### PASSAGE TO READ

#####

Personal information
- Full name: Tomás Ernesto Pineda Nieto
- Date of birth: January 21, 1946 (age 80)
- Place of birth: Santa Ana, Santa Ana Department, El Salvador
- Position: Goalkeeper

Senior career*
- Years: Team / Apps / (Gls)
- 1963–1968: UES
- 1968–1971: Alianza
- 1971–1973: Juventud Olímpica
- 1974: UES
- 1975–77: Luis Ángel Firpo

International career
- 1976: El Salvador / 8 / (0)

= Tomás Pineda =

Salvadoran footballer (born 1946)

Tomás Ernesto Pineda Nieto (born January 21, 1946) is a retired football player from El Salvador.

==International career==
Nicknamed el Flaco (the skinny one), Pineda represented El Salvador at the 1970 FIFA World Cup in Mexico, though he did not play a single match. He did appear in 2 qualifying matches for the 1978 FIFA World Cup, but had been playing second fiddle to Raúl Magaña and Gualberto Fernández during his career.

==Retirement==
After retiring as a player, Pineda went into real estate and has worked as an architect and as an administrator at an automotive company.

==Personal life==
Pineda is married to Regina and is father of three sons, two of them from his first marriage.

#####

### EXTRACTED ENTRIES
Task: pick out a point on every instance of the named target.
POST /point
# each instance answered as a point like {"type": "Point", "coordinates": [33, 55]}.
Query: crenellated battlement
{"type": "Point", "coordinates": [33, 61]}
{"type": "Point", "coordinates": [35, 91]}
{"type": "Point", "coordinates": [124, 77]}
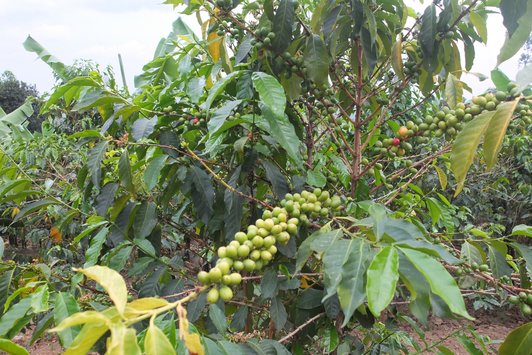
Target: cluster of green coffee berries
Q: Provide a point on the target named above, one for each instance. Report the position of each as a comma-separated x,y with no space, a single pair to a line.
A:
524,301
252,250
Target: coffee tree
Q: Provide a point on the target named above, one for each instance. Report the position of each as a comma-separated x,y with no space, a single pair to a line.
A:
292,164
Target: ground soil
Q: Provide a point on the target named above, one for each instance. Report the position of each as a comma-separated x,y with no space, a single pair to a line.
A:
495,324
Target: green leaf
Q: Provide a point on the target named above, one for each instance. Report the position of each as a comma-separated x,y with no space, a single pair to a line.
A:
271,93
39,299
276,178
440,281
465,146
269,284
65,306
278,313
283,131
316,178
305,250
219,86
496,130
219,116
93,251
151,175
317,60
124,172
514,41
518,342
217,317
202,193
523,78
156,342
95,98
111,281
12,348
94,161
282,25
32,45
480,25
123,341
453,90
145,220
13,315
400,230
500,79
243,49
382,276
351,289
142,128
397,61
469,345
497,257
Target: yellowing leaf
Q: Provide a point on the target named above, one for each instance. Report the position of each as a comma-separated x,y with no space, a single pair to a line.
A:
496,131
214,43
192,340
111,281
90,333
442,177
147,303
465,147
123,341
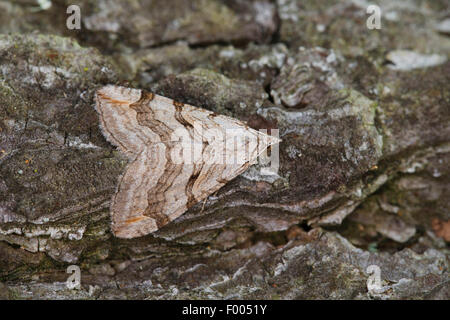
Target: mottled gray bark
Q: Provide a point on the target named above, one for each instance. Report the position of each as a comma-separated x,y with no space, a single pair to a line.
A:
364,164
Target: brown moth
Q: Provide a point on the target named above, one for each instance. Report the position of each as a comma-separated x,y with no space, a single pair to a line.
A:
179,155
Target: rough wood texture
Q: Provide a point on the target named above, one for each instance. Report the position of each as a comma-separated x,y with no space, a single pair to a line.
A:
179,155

#####

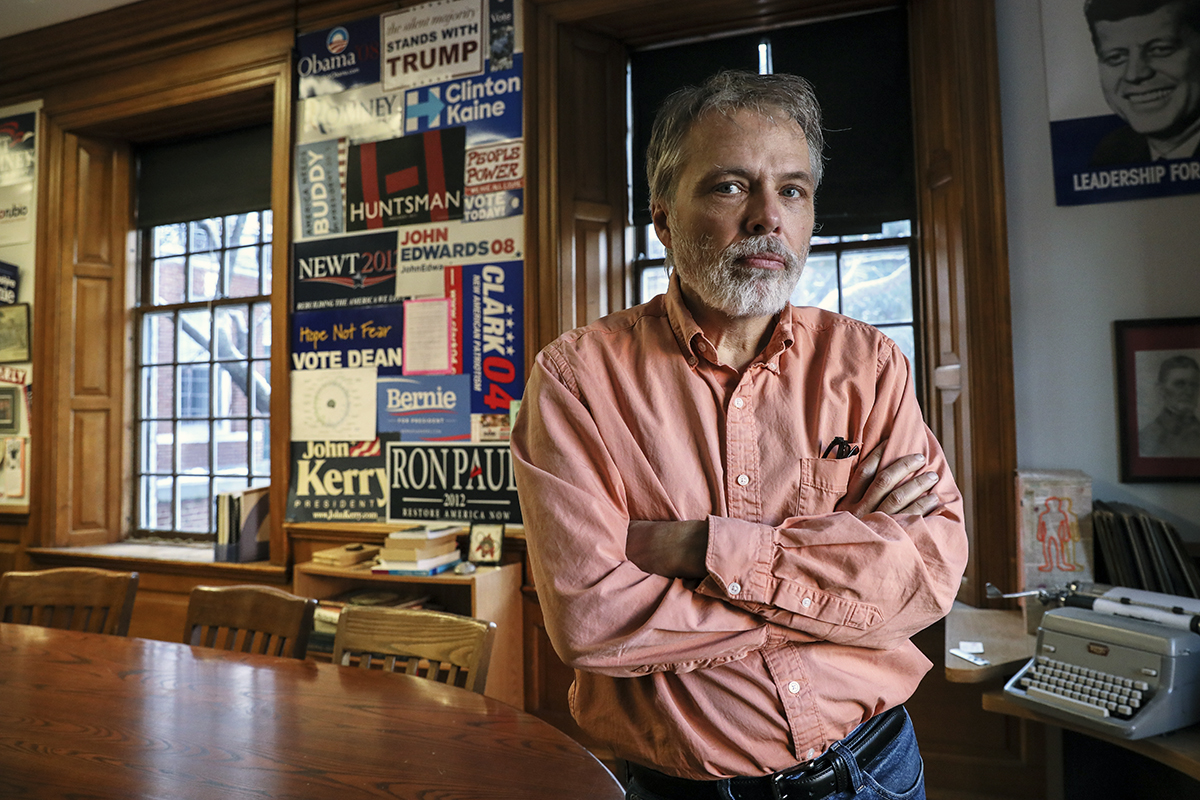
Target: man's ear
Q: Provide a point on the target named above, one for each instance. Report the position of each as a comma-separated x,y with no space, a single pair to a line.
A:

#####

### REQUIRED ACTION
Please list each club in the senior career section of the Tomás Pineda profile above, naming each club only once.

### SOLUTION
UES, Alianza, Juventud Olímpica, Luis Ángel Firpo